» PAGE TEXT:
*****

We do not find any substantial basis for the claim that members of the board were prejudiced against appellant, and that because of their attitude they did not give fair consideration to the proofs. The members of the board were acting in their official capacity. The fact that they undertook to restore appellant's license in 1957, subject to a condition apparently intended for his benefit, is scarcely consistent with the claim now made. We agree with the finding of the circuit judge that the record does *348 not support the claim that appellant was not afforded due process of law on the hearing before the board because of occasional interruptions of his counsel's cross-examination of the complaining witness, or by prejudice on the part of the board members or any of them.
The credibility of the witnesses appearing before the defendant board on the hearing was primarily a matter to be determined by the board members. If the complaining witness testified truthfully the conclusion might well be drawn that appellant was guilty of conduct highly improper and indecent in character, and involved moral turpitude. He denied the conduct charged against him, and hence the issue was squarely presented whether he was guilty thereof. The board determined that issue, as it had a right to do. Conviction of a criminal offense in a court of competent jurisdiction was not essential to the right to revoke the license. Hanson v. Michigan State Board of Registration in Medicine, 253 Mich 601, 608. In the case cited this Court held that in a proceeding to review the revocation of a license granted to a medical practitioner the board's finding of facts based on competent evidence is binding upon the court. The opinion also discussed the essentials of due process. Measured by the tests applied in that case it must be said that there was no denial of due process in the proceeding now before us. In In re Van Hyning, 257 Mich 146, this Court sustained the revocation of a license of a physician to practice medicine and surgery on the ground that there was competent evidence to support the findings. There, as in the case at bar, the objections made were based on alleged unfairness on the part of members of the board, and the conduct of the hearing was characterized by counsel as "arbitrary."

*****

» INFORMATION SUPPLIED:
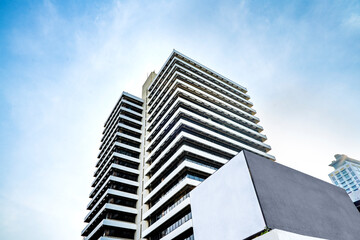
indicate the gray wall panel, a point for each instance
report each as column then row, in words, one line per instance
column 225, row 205
column 296, row 202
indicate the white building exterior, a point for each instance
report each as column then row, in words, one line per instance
column 189, row 122
column 346, row 174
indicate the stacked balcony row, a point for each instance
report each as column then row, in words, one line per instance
column 196, row 121
column 112, row 209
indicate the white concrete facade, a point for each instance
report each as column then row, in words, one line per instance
column 195, row 121
column 189, row 122
column 113, row 208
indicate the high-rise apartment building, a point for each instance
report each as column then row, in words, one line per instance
column 155, row 150
column 346, row 174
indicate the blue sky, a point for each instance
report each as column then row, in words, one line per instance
column 63, row 65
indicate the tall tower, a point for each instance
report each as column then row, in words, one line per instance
column 114, row 198
column 346, row 173
column 194, row 121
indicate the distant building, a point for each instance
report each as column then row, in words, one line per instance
column 346, row 174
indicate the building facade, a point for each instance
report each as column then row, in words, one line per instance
column 189, row 122
column 346, row 173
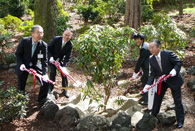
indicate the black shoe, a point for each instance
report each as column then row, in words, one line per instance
column 143, row 103
column 179, row 125
column 65, row 94
column 41, row 102
column 147, row 111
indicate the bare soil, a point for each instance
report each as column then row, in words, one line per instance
column 36, row 122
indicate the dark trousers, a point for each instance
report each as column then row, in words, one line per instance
column 53, row 77
column 144, row 80
column 22, row 83
column 177, row 100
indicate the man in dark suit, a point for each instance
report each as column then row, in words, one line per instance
column 32, row 53
column 166, row 62
column 143, row 62
column 60, row 49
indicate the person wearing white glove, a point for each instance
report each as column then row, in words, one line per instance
column 64, row 69
column 173, row 72
column 60, row 48
column 146, row 88
column 22, row 67
column 45, row 78
column 134, row 75
column 51, row 60
column 142, row 62
column 170, row 63
column 29, row 52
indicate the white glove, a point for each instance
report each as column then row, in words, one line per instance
column 145, row 88
column 64, row 69
column 134, row 75
column 22, row 67
column 51, row 60
column 45, row 78
column 173, row 72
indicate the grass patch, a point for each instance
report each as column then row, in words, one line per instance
column 186, row 10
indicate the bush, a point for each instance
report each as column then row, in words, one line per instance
column 13, row 104
column 3, row 8
column 62, row 18
column 61, row 24
column 192, row 31
column 11, row 22
column 61, row 9
column 31, row 4
column 25, row 27
column 166, row 30
column 102, row 51
column 147, row 12
column 18, row 7
column 4, row 37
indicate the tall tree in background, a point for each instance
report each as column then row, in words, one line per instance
column 46, row 16
column 181, row 7
column 133, row 13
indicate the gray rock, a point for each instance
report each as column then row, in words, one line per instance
column 148, row 122
column 191, row 70
column 13, row 65
column 11, row 70
column 171, row 106
column 93, row 123
column 67, row 118
column 193, row 87
column 191, row 83
column 1, row 83
column 5, row 66
column 183, row 71
column 122, row 122
column 49, row 109
column 167, row 118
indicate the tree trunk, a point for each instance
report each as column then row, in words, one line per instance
column 133, row 13
column 46, row 16
column 181, row 7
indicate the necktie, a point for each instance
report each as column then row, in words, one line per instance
column 159, row 62
column 63, row 45
column 33, row 48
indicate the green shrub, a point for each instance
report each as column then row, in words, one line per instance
column 11, row 22
column 18, row 7
column 31, row 4
column 13, row 104
column 3, row 8
column 61, row 24
column 61, row 9
column 101, row 53
column 71, row 8
column 166, row 30
column 11, row 58
column 192, row 31
column 25, row 27
column 147, row 12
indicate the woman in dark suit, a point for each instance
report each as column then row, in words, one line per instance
column 29, row 51
column 165, row 63
column 60, row 49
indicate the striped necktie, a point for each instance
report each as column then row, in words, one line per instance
column 33, row 48
column 63, row 44
column 159, row 62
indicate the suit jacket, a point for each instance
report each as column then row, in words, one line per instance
column 55, row 51
column 143, row 60
column 169, row 61
column 23, row 55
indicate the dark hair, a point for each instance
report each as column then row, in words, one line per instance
column 138, row 35
column 34, row 27
column 157, row 42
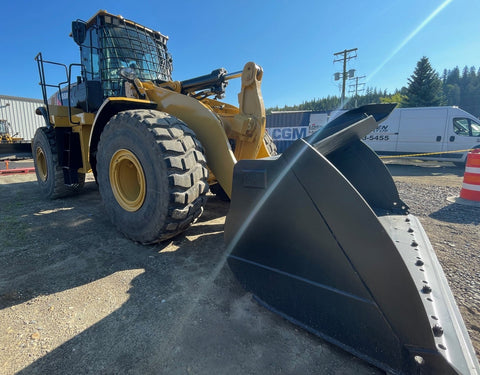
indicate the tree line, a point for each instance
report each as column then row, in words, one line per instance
column 425, row 88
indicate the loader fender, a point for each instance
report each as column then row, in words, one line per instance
column 207, row 126
column 108, row 109
column 321, row 236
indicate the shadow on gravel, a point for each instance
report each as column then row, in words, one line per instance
column 457, row 213
column 185, row 312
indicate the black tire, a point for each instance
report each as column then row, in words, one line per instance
column 49, row 173
column 152, row 175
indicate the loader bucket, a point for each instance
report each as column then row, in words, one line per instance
column 320, row 236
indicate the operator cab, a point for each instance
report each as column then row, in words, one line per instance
column 109, row 43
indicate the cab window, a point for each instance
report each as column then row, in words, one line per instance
column 466, row 127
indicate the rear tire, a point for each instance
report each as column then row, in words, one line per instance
column 49, row 172
column 152, row 175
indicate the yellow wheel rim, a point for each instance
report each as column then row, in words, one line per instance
column 41, row 164
column 127, row 180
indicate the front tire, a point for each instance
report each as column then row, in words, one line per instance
column 152, row 175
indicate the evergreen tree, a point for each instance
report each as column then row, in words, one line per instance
column 424, row 86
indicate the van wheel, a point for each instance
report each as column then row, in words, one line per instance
column 152, row 175
column 49, row 172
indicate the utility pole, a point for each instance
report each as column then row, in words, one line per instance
column 354, row 87
column 345, row 56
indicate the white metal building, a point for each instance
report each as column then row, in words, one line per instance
column 20, row 113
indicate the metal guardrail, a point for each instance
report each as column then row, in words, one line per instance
column 424, row 154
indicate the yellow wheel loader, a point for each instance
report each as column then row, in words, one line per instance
column 318, row 234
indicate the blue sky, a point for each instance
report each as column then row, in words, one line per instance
column 294, row 41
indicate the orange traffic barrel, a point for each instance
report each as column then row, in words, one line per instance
column 471, row 178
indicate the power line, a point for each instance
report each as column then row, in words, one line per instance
column 344, row 56
column 356, row 87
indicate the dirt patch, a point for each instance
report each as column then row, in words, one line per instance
column 78, row 297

*****

» TASK 1:
Answer these questions from the court opinion, one line each:
(a) In what year did the board undertake to restore appellant's license?
(b) Who primarily determined the credibility of the witnesses at the hearing?
(c) In which case did the Court sustain the revocation of a physician's license to practice medicine and surgery?
» TASK 2:
Decide whether each statement agrees with the court opinion. Answer yes or no and quote the words that settle it.
(a) A criminal conviction was required before the license could be revoked.
(b) Appellant denied the conduct he was charged with.
(c) In the Hanson case, the board's finding of facts based on competent evidence was held binding on the court.
» TASK 3: Proceed with the court opinion on the license revocation, starting after its final sentence.

» EXPECTED OUTPUT 1:
(a) 1957
(b) The members of the defendant board
(c) In re Van Hyning, 257 Mich 146

» EXPECTED OUTPUT 2:
(a) No: "Conviction of a criminal offense in a court of competent jurisdiction was not essential to the right to revoke the license."
(b) Yes: "He denied the conduct charged against him"
(c) Yes: "the board's finding of facts based on competent evidence is binding upon the court"

» EXPECTED OUTPUT 3:
*349 As before indicated, the board was well within its rights in accepting as correct the testimony of the complaining witness, notwithstanding that such testimony was denied by appellant and that 2 witnesses produced by him, one his employee and the other admittedly having impaired hearing, claimed that they did not see or hear any indication of the incident on which the charge leading to revocation of license was based. It may not be said, as counsel for appellant argue, that the factual findings of the board were "contrary to the overwhelming weight of the evidence." Our review of the record satisfies us that the claims made on behalf of appellant are not supported by the record before us, that the defendant board had the requisite authority to revoke the license, and that the order entered by the circuit court of Ingham county should be affirmed. An order will enter accordingly, with costs to appellee.
DETHMERS, KELLY, BLACK, KAVANAGH, SOURIS, and OTIS M. SMITH, JJ., concurred.
ADAMS, J., did not sit.NOTES
[*] PA 1899, No 237, as amended (CL 1948 and CLS 1956, § 338.51 et seq., as amended [Stat Ann 1956 Rev and 1961 Cum Supp § 14.531 et seq.]).
 CLS 1956, § 24.101 et seq. (Stat Ann 1961 Rev § 3.560[21.1] et seq.).